## Exercise aim
Repeat character for character everything from the very start of the data below down to and including the line containing "293L267 287L256 289L250".
+ + + + +
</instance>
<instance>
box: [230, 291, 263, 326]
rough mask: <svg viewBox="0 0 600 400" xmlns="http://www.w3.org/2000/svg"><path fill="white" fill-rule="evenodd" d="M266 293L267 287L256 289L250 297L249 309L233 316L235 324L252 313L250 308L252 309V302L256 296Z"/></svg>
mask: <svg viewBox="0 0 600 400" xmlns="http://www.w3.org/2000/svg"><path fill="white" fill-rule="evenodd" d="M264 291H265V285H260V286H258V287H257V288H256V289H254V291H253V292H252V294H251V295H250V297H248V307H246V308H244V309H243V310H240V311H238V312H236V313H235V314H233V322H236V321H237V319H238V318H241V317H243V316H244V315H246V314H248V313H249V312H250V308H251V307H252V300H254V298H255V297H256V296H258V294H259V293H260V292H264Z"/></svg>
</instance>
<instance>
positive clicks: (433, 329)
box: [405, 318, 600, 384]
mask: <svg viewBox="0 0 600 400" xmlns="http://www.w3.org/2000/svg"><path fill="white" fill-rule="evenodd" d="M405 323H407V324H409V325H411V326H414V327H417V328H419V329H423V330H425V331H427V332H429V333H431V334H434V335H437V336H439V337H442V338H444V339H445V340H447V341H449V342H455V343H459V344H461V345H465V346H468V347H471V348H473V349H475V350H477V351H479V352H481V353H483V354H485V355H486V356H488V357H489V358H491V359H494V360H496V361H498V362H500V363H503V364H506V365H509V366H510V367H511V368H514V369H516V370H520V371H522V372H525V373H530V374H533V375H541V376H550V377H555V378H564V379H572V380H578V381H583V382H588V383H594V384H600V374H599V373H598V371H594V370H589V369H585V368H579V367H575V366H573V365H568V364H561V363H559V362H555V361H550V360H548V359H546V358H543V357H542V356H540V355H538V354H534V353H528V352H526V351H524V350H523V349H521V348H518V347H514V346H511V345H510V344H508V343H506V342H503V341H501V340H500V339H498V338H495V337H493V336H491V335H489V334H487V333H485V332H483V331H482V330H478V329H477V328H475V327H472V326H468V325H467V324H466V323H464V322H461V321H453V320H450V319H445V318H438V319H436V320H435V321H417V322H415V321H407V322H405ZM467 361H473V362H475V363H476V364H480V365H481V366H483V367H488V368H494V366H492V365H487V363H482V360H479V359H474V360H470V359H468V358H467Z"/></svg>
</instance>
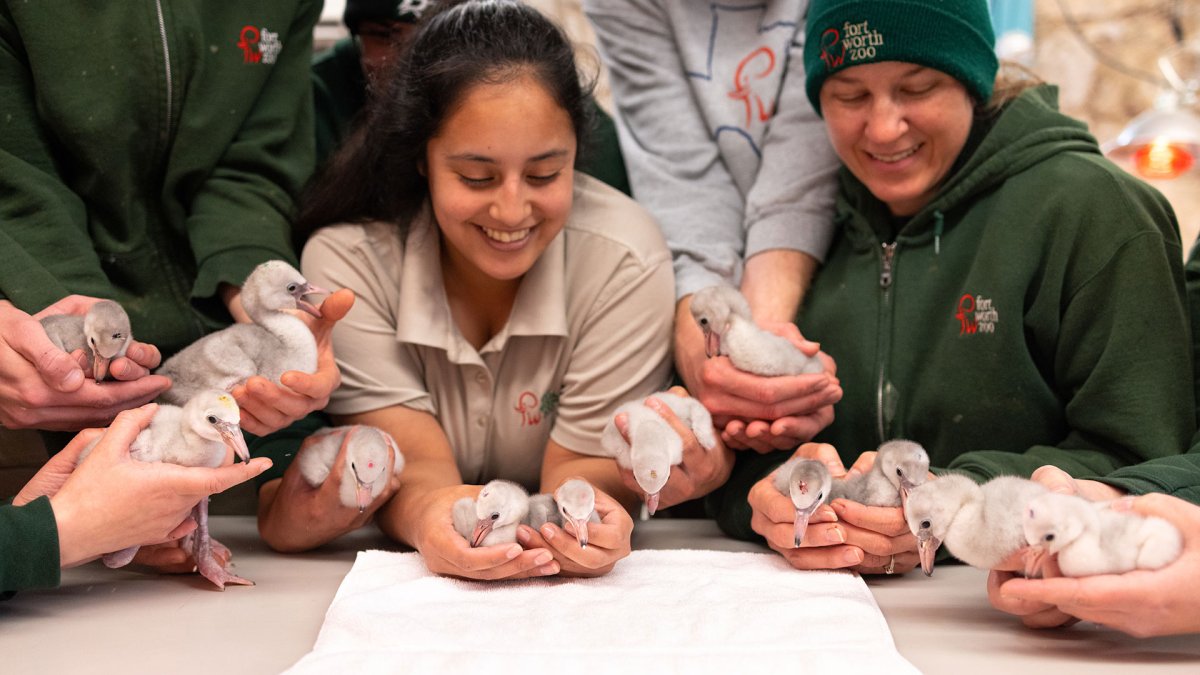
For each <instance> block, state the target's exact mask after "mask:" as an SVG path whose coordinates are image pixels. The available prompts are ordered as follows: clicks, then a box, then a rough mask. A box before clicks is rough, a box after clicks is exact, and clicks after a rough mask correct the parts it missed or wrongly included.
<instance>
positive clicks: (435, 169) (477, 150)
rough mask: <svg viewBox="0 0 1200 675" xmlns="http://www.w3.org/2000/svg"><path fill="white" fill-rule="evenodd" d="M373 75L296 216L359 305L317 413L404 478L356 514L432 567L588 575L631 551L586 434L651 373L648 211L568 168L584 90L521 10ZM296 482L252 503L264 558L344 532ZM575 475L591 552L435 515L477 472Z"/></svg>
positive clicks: (459, 13) (470, 570) (609, 563)
mask: <svg viewBox="0 0 1200 675" xmlns="http://www.w3.org/2000/svg"><path fill="white" fill-rule="evenodd" d="M389 77H390V79H389V80H388V82H386V83H385V84H384V86H385V89H384V90H383V91H382V94H380V95H379V96H378V97H376V100H374V103H373V107H372V108H371V109H370V110H368V117H367V118H366V120H365V125H364V126H362V129H361V130H360V131H361V133H360V136H359V138H358V139H356V142H355V143H354V144H352V145H350V147H349V148H347V149H346V150H344V151H343V153H342V154H341V155H340V156H338V159H337V161H336V162H335V163H334V166H332V168H331V169H330V171H328V172H326V173H325V174H324V178H323V179H322V180H319V181H318V183H317V184H316V185H314V186H313V190H312V192H311V195H310V202H308V205H307V208H306V210H305V215H304V221H305V222H306V223H307V225H310V226H312V227H317V231H316V234H313V237H312V238H311V239H310V241H308V244H307V246H306V247H305V252H304V261H302V265H304V270H305V274H306V275H307V276H308V277H310V279H312V280H313V281H314V282H318V283H334V285H336V286H344V287H350V288H354V289H355V291H356V292H358V293H359V297H360V299H359V303H356V305H355V309H354V310H353V311H352V312H350V313H349V315H348V316H347V319H346V321H344V322H343V323H342V325H341V327H340V328H338V329H337V331H336V333H335V335H334V341H335V352H336V354H337V358H338V362H340V365H341V368H342V372H343V378H344V383H343V386H342V388H341V389H338V390H337V392H336V393H335V395H334V396H332V399H331V401H330V406H329V412H330V413H332V414H334V416H335V418H336V419H338V420H340V422H344V423H362V424H372V425H374V426H379V428H382V429H384V430H386V431H389V432H391V434H392V436H395V438H396V441H397V442H398V444H400V447H401V449H402V452H403V453H404V456H406V460H407V461H406V468H404V472H403V473H402V476H401V478H400V485H398V489H396V488H392V489H391V490H390V491H388V492H385V495H384V496H383V497H380V498H379V500H377V503H374V504H373V506H372V509H378V510H377V519H378V522H379V525H380V527H382V528H383V530H384V532H386V533H388V534H389V536H391V537H394V538H396V539H397V540H400V542H403V543H407V544H409V545H413V546H414V548H416V549H418V550H420V551H421V552H422V554H424V556H425V561H426V565H428V567H430V568H431V569H433V571H434V572H439V573H443V574H450V575H456V577H467V578H473V579H500V578H515V577H529V575H547V574H558V573H565V574H582V575H594V574H602V573H605V572H607V571H608V569H611V568H612V566H613V563H616V562H617V560H619V558H620V557H623V556H625V555H628V552H629V545H630V544H629V537H630V532H631V530H632V520H631V518H630V515H629V514H628V513H626V512H625V507H623V506H622V504H626V507H631V506H632V504H636V503H637V495H636V494H634V492H632V491H631V490H630V489H628V488H626V486H625V484H624V483H623V480H622V478H620V476H619V474H618V470H617V465H616V462H614V460H613V459H611V458H608V456H605V453H604V450H602V449H601V447H600V434H601V430H602V428H604V425H605V423H606V422H607V420H608V419H610V418H611V417H612V414H613V411H614V408H616V407H617V406H618V405H619V404H622V402H625V401H628V400H631V399H637V398H643V396H646V395H648V394H650V393H653V392H655V390H658V389H660V388H662V387H664V386H665V383H666V381H667V377H668V371H670V335H671V315H672V312H671V307H672V299H673V285H672V271H671V257H670V253H668V252H667V250H666V246H665V245H664V243H662V238H661V235H660V234H659V231H658V228H656V226H655V223H654V221H653V220H652V219H650V217H649V216H648V215H647V214H646V211H643V210H642V209H641V208H640V207H637V205H636V204H635V203H634V202H632V201H630V199H629V198H628V197H625V196H624V195H620V193H619V192H617V191H616V190H612V189H610V187H606V186H604V185H602V184H600V183H599V181H596V180H594V179H590V178H588V177H586V175H583V174H580V173H576V172H575V171H574V168H572V166H574V162H575V157H576V154H577V148H578V143H580V139H581V137H582V136H583V131H584V130H586V129H587V115H586V103H587V96H586V89H584V88H583V86H581V84H580V78H578V74H577V72H576V68H575V60H574V54H572V50H571V47H570V44H569V43H568V42H566V40H565V37H564V36H563V35H562V32H560V31H559V30H558V29H557V28H556V26H554V25H553V24H552V23H550V22H548V20H547V19H546V18H545V17H542V16H541V14H539V13H538V12H536V11H535V10H532V8H529V7H527V6H523V5H521V4H516V2H464V4H457V5H455V6H452V7H450V8H446V10H444V11H442V12H439V13H437V14H434V16H432V17H431V18H430V19H428V20H427V23H426V24H425V25H424V26H422V29H421V31H420V32H419V34H418V35H416V37H415V40H414V42H413V44H412V48H410V49H409V52H408V58H407V59H406V61H404V62H403V64H402V66H401V67H400V68H397V70H396V71H394V72H392V73H391V74H390V76H389ZM692 442H695V441H692ZM722 456H725V458H726V462H725V465H724V466H721V467H719V468H718V470H715V471H714V476H713V477H710V484H706V488H707V489H712V485H715V484H716V483H718V482H719V479H722V478H724V477H725V476H727V471H728V461H727V455H722ZM295 473H296V472H295V471H294V467H293V471H289V473H288V474H286V476H284V478H283V479H282V480H283V483H282V484H277V485H278V486H275V485H272V484H271V483H268V484H266V485H265V486H264V489H263V492H262V495H263V500H264V503H265V504H268V506H266V507H264V510H263V512H262V513H263V515H262V518H260V530H262V532H263V536H264V538H265V539H266V540H268V543H270V544H271V545H272V546H275V548H280V549H301V548H307V546H312V545H317V544H319V543H320V540H323V539H328V538H331V537H332V536H336V534H337V533H340V531H338V527H340V525H338V524H340V522H353V521H354V519H355V518H359V515H358V514H356V513H346V512H344V507H340V506H338V504H335V503H330V504H322V503H314V500H316V497H314V496H312V495H313V494H312V492H311V491H310V492H305V491H304V490H302V488H299V483H298V480H299V478H298V476H296V474H295ZM571 476H582V477H584V478H587V479H588V480H589V482H590V483H592V484H593V485H594V486H595V488H596V495H598V498H596V508H598V510H599V513H600V515H601V518H602V522H600V524H593V525H590V526H589V537H588V539H589V546H588V548H587V549H581V548H580V545H578V544H577V543H576V542H575V538H574V537H571V536H569V534H568V536H564V534H563V531H562V530H560V528H558V527H556V526H553V525H547V526H545V527H542V528H541V530H538V531H535V530H532V528H529V527H523V528H522V530H521V531H520V534H518V542H520V545H517V544H508V545H496V546H485V548H479V549H473V548H470V546H469V545H468V543H467V542H466V540H464V539H463V538H462V537H461V536H460V534H458V533H457V532H455V530H454V528H452V526H451V518H450V513H451V504H454V502H455V501H456V500H458V498H461V497H464V496H470V497H473V496H475V495H476V494H478V492H479V489H480V488H479V485H481V484H484V483H486V482H488V480H492V479H496V478H504V479H509V480H514V482H517V483H520V484H522V485H523V486H524V488H527V489H529V490H538V491H542V492H551V491H553V490H554V488H557V486H558V485H559V484H560V483H563V482H564V480H565V479H566V478H569V477H571ZM276 490H278V491H277V492H276ZM706 491H707V490H706ZM276 495H282V496H287V498H283V497H278V498H276ZM298 495H299V496H298ZM384 502H385V503H384ZM340 509H341V510H340ZM314 513H316V514H318V515H317V516H316V518H310V514H314ZM368 513H370V510H368ZM358 522H359V524H361V520H359V521H358ZM314 530H320V532H318V533H317V534H314V533H313V532H314Z"/></svg>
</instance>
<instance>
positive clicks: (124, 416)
+ + + + +
## Solution to the exercise
</instance>
<instance>
box: [230, 291, 263, 326]
rough mask: <svg viewBox="0 0 600 400" xmlns="http://www.w3.org/2000/svg"><path fill="white" fill-rule="evenodd" d="M266 293L267 287L256 289L250 297L249 309L233 316L235 324L252 313L250 308L252 309V302L256 296Z"/></svg>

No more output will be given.